Exercise prompt ->
Give back exactly the lines starting at the one with "the man's hand" and ending at the last line of the data below. Pictures are not part of the copy.

======

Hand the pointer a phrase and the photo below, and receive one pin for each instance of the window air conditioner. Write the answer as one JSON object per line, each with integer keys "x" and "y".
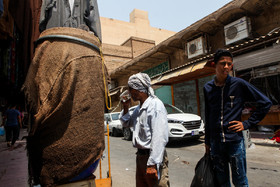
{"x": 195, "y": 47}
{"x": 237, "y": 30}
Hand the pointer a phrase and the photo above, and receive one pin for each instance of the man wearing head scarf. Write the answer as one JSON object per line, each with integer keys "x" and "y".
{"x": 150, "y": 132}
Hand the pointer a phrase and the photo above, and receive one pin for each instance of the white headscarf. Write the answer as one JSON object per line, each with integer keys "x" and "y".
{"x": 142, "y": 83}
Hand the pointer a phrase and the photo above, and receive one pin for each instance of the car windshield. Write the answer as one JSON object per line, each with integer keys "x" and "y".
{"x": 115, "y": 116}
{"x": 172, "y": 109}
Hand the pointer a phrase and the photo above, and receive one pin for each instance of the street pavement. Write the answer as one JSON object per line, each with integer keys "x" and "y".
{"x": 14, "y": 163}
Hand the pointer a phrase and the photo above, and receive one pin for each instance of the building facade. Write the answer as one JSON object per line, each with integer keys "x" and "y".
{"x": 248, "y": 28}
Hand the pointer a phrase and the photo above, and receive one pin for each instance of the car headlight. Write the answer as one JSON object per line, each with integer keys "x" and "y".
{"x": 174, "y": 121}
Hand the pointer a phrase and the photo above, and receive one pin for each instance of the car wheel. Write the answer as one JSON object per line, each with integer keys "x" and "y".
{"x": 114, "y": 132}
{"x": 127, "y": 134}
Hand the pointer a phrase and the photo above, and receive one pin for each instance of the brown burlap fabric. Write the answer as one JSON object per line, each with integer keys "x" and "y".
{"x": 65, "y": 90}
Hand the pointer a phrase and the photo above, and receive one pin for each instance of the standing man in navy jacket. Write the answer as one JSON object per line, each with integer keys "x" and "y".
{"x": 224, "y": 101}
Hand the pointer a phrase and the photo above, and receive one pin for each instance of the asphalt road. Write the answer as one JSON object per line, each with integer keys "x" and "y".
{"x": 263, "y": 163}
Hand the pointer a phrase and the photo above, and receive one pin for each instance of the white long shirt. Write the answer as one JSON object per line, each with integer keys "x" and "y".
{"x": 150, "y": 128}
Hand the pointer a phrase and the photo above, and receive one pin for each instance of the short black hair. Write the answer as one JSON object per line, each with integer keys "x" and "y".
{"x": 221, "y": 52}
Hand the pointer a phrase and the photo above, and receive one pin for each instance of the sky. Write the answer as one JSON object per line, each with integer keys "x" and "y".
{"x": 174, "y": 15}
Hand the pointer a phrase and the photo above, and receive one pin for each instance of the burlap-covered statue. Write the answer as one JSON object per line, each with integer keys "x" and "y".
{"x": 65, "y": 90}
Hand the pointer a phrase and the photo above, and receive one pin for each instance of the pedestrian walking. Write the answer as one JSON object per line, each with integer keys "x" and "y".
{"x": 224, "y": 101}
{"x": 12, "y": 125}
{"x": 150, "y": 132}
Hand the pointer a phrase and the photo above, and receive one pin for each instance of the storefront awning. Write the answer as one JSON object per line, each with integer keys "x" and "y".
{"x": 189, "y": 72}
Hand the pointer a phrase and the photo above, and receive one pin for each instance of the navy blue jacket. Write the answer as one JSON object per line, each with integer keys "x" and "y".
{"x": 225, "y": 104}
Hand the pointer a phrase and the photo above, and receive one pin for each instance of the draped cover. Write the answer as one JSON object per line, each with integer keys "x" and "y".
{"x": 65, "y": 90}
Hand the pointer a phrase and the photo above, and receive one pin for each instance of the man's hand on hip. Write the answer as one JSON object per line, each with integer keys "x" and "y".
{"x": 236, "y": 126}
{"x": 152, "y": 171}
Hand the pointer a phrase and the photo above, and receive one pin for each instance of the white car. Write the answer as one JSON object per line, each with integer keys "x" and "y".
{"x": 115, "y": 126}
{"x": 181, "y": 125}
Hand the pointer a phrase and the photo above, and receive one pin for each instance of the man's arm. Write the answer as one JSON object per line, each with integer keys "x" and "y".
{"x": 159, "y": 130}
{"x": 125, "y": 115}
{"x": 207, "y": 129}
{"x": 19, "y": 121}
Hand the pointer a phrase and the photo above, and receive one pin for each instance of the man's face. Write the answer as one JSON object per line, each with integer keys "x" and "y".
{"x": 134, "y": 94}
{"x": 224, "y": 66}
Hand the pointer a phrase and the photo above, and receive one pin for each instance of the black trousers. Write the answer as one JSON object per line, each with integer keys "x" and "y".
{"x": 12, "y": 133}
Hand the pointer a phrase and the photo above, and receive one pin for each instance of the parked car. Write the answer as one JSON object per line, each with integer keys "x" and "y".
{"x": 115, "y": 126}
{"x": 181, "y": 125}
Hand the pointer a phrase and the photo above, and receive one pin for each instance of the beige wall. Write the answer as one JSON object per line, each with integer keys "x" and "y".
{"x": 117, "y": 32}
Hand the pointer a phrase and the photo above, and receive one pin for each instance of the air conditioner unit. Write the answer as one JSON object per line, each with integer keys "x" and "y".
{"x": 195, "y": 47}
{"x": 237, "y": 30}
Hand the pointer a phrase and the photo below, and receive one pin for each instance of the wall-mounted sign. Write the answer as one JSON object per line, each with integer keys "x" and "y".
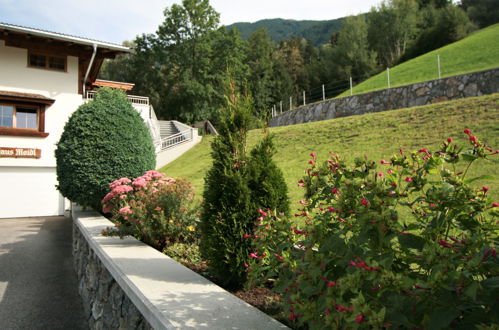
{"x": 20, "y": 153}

======

Expected answer ->
Hand the pointer a phrase and the photo above, and receive one pin for each instance of the man's hand on hip. Write the answer as one JSON object per line, each with integer keys "x" and "y".
{"x": 236, "y": 126}
{"x": 152, "y": 171}
Hand the pointer a phrase and the photo above, and receive one pin for each instance of the white car. Write the answer as one JSON object per line, each with integer keys "x" and "y".
{"x": 115, "y": 126}
{"x": 181, "y": 125}
Hand the pointer a phrase and the photo above, and receive one pin for each instance of the man's arm. Write the answer as one JSON object per line, each with integer keys "x" and "y".
{"x": 159, "y": 130}
{"x": 125, "y": 115}
{"x": 207, "y": 129}
{"x": 19, "y": 121}
Hand the pointer a phrase and the photo above, and receive one pin for each instance of the man's face. Write the answer as one JSON object per line, each with integer keys "x" and "y".
{"x": 134, "y": 94}
{"x": 224, "y": 66}
Hand the pointer a phrase and the photo above, and receive one pin for each instance of the black trousers. Write the answer as one JSON object per line, each with integer keys "x" and "y".
{"x": 12, "y": 133}
Hand the pointer a phrase and the photo above, and receive one pin for each instance of the parked car. Write the answer as one JSON object per line, each with integer keys "x" and "y".
{"x": 115, "y": 126}
{"x": 181, "y": 125}
Hand the pointer a phrase and the photo above, and receive one pin for each instance of the beige wall. Write the answer as one JSON object per line, each with integer keys "x" and "y".
{"x": 117, "y": 32}
Hand the pointer a phrase and the photo above, and receive one pin for each instance of the air conditioner unit. Write the answer as one JSON object per line, each with integer keys "x" and "y".
{"x": 195, "y": 47}
{"x": 237, "y": 30}
Hand the pointer a phrase and the photo below, and receive one pin for each instance of the wall-mounted sign. Write the answer as one JSON object per line, each with integer keys "x" and "y".
{"x": 20, "y": 153}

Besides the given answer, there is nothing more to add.